# PROBLEM DETAILS
Nothing other than an exact copy of the lines from the one containing "Query: blank notebook page" through the last line of the listing below should be written.

┌──

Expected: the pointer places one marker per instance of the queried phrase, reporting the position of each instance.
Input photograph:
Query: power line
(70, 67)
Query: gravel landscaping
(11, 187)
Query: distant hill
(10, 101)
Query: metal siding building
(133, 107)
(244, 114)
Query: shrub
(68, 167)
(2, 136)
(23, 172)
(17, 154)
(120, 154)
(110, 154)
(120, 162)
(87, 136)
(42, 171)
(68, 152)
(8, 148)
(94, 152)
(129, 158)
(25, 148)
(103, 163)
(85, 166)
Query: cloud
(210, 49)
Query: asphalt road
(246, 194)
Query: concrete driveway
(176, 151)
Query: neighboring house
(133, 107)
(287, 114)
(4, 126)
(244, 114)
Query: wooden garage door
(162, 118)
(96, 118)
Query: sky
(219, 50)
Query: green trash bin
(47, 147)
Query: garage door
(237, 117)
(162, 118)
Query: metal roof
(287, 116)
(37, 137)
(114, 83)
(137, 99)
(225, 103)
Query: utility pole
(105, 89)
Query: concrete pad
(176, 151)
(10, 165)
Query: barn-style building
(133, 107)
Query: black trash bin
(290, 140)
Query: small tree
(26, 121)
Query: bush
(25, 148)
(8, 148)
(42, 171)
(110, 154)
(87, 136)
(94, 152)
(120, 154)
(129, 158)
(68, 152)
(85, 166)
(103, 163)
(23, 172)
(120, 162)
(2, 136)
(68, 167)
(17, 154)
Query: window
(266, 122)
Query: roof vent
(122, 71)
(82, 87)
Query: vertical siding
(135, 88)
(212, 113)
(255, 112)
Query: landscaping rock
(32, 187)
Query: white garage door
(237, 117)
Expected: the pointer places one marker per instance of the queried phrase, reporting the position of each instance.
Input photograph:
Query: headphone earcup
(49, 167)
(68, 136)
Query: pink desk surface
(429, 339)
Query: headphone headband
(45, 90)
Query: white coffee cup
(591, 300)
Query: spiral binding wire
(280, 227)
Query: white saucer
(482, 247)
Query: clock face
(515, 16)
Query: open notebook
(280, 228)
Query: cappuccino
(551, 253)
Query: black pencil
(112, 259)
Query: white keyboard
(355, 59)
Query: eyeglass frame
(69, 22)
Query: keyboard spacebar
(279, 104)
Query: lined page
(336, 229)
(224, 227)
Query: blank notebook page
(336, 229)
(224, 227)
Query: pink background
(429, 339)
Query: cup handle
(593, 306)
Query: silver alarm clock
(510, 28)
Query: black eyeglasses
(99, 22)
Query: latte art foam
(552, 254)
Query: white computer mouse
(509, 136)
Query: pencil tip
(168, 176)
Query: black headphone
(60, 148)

└──

# OUTPUT OF THE EXERCISE
Query: blank notebook page
(336, 229)
(224, 227)
Query: pink background
(429, 339)
Query: cup handle
(593, 306)
Query: silver alarm clock
(510, 28)
Query: black eyeglasses
(99, 22)
Query: latte art foam
(552, 254)
Query: white computer mouse
(509, 136)
Query: pencil tip
(168, 176)
Query: black headphone
(60, 148)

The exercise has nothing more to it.